Challenge » Present everything from the line containing "Question. Indicate each instance of the stadium" down to the end of the records below as a numbered list, leaving out blank lines.

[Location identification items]
_____

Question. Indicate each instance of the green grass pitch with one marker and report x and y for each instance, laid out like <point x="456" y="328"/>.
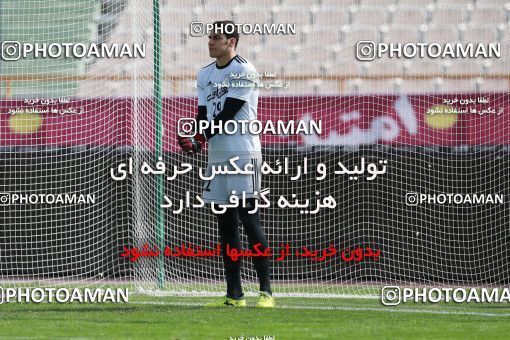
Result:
<point x="149" y="317"/>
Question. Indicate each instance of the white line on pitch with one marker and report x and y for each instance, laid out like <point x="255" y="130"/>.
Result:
<point x="370" y="309"/>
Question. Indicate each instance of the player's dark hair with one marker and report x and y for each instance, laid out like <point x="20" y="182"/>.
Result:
<point x="227" y="26"/>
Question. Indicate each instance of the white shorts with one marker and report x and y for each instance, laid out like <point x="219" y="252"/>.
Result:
<point x="220" y="188"/>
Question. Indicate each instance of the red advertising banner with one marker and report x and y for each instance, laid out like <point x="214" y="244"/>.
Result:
<point x="447" y="120"/>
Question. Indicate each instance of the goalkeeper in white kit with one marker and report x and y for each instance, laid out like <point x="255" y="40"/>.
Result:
<point x="228" y="90"/>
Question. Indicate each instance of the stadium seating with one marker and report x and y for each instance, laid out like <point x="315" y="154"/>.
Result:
<point x="326" y="34"/>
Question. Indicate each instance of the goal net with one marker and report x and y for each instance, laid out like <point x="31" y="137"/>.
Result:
<point x="406" y="182"/>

_____

Response below »
1. Question. Indicate each instance of the stadium seating with one marker and report x and y for each instance, laid out like <point x="315" y="154"/>.
2. Result:
3. <point x="326" y="34"/>
4. Question. Indicate each instance of the goal net with one marker and report x and y for each instance, laid out like <point x="31" y="137"/>.
5. Result:
6. <point x="406" y="182"/>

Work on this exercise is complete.